» **Trecho selecionado**
+ + + + +
O meio é a metáfora
Resumo comentado, “Amusing ourselves to death”, capítulo 1
Spin do elétron explicado: imagine uma bola girando. Exceto que não é uma bola. Nem está girando.
— r/sciencememes.
Neil Postman e Amusing ourselves to death já apareceram aqui pelas bandas do Boa Noite Internet. Foi no debate holográfico entre Aldous Huxley e George Orwell, onde abri com um trecho do prefácio do nosso livro da vez, com a visão de Postman de que “estávamos com medo de 1984, mas acabamos em Admirável mundo novo”.
+ + + + +
» **Exercício proposto A**
Apresente em uma tabela Markdown o trecho dos registros que vai do início até a linha que contém "[[0, 123, 576, 323]]", ambas as extremidades incluídas. Use as colunas "Número" e "Linha do registro", numere as linhas, omita as linhas em branco e deixe as imagens de fora.

» **Informações fornecidas**
+ + + + +
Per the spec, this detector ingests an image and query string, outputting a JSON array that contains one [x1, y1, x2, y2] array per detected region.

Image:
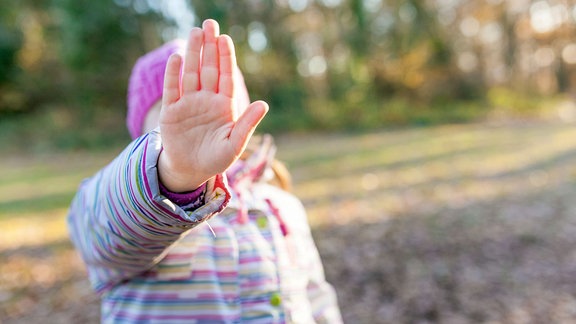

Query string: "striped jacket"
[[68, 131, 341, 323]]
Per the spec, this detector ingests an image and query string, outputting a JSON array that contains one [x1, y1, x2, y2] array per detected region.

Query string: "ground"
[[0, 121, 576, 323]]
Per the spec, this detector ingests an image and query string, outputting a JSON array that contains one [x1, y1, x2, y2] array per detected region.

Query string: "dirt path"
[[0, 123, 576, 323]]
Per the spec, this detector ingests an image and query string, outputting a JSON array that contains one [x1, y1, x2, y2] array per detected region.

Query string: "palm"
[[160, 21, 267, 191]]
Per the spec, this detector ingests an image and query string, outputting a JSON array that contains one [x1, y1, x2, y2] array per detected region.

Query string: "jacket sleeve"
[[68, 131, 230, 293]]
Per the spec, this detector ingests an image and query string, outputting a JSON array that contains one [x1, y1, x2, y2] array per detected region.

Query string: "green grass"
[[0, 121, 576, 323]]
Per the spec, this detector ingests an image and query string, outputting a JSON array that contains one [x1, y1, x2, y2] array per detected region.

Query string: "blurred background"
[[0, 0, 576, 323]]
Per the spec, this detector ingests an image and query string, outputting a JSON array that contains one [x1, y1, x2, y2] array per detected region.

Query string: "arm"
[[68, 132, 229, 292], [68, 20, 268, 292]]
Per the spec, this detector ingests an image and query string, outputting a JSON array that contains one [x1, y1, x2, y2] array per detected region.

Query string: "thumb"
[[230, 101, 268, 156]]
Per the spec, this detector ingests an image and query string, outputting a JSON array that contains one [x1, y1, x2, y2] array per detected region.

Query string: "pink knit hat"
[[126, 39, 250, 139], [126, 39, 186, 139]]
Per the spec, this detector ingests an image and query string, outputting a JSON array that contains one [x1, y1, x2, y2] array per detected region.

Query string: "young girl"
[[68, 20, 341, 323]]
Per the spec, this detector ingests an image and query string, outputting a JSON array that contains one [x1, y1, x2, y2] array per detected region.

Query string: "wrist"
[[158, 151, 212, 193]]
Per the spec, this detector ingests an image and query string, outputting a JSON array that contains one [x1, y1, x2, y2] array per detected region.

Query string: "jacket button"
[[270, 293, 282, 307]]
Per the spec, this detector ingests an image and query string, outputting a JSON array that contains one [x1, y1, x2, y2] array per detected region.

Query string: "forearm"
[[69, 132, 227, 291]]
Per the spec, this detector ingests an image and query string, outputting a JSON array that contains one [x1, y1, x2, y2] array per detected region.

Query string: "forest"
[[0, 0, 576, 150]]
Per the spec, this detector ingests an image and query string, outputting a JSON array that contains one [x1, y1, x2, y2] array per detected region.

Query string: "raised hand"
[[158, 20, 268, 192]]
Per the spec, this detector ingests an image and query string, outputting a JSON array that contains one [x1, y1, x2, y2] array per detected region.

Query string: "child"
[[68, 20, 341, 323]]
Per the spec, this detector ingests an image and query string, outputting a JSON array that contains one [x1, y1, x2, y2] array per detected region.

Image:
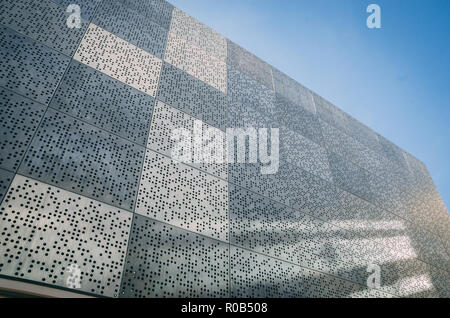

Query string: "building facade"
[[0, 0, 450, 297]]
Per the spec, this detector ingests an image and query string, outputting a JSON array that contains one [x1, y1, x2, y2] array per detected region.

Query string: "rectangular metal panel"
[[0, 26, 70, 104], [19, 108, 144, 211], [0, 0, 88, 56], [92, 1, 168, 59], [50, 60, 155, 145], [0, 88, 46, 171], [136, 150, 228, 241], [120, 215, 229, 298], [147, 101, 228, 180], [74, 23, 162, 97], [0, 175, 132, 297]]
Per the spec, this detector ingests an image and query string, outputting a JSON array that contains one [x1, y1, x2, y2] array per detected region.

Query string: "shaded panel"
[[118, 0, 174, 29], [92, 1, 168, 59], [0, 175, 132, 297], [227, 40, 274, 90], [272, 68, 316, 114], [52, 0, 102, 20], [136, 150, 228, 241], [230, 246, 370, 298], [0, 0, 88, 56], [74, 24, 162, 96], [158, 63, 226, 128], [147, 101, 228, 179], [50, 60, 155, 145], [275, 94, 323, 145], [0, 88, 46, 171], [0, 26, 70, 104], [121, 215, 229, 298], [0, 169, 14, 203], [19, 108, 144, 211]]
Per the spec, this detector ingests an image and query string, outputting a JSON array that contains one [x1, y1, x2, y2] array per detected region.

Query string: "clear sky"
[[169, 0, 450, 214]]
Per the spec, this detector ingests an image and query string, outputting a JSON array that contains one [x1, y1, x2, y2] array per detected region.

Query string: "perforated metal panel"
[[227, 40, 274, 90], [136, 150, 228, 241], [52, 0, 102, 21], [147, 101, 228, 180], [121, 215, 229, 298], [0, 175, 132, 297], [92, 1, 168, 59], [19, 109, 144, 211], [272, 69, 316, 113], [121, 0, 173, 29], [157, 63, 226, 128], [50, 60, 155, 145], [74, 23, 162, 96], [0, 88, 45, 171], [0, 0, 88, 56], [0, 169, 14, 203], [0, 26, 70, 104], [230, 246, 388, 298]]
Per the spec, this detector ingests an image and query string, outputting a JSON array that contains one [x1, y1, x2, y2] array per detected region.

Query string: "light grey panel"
+ + + + +
» **Exercício proposto B**
Indique se cada afirmação abaixo está de acordo com o trecho selecionado. Responda sim ou não e cite literalmente as palavras do trecho que decidem a questão. (i) Neil Postman e seu livro já haviam sido mencionados anteriormente no Boa Noite Internet. (ii) O resumo comentado trata do capítulo 2 do livro. (iii) O debate mencionado ocorreu entre Aldous Huxley e George Orwell.

» **Resultado do exercício A**
| Número | Linha do registro |
|---|---|
| 1 | Per the spec, this detector ingests an image and query string, outputting a JSON array that contains one [x1, y1, x2, y2] array per detected region. |
| 2 | Image: |
| 3 | Query string: "striped jacket" |
| 4 | [[68, 131, 341, 323]] |
| 5 | Per the spec, this detector ingests an image and query string, outputting a JSON array that contains one [x1, y1, x2, y2] array per detected region. |
| 6 | Query string: "ground" |
| 7 | [[0, 121, 576, 323]] |
| 8 | Per the spec, this detector ingests an image and query string, outputting a JSON array that contains one [x1, y1, x2, y2] array per detected region. |
| 9 | Query string: "dirt path" |
| 10 | [[0, 123, 576, 323]] |

» **Resultado do exercício B**
(i) Sim: “Neil Postman e Amusing ourselves to death já apareceram aqui pelas bandas do Boa Noite Internet.”
(ii) Não: “Resumo comentado, “Amusing ourselves to death”, capítulo 1”
(iii) Sim: “no debate holográfico entre Aldous Huxley e George Orwell”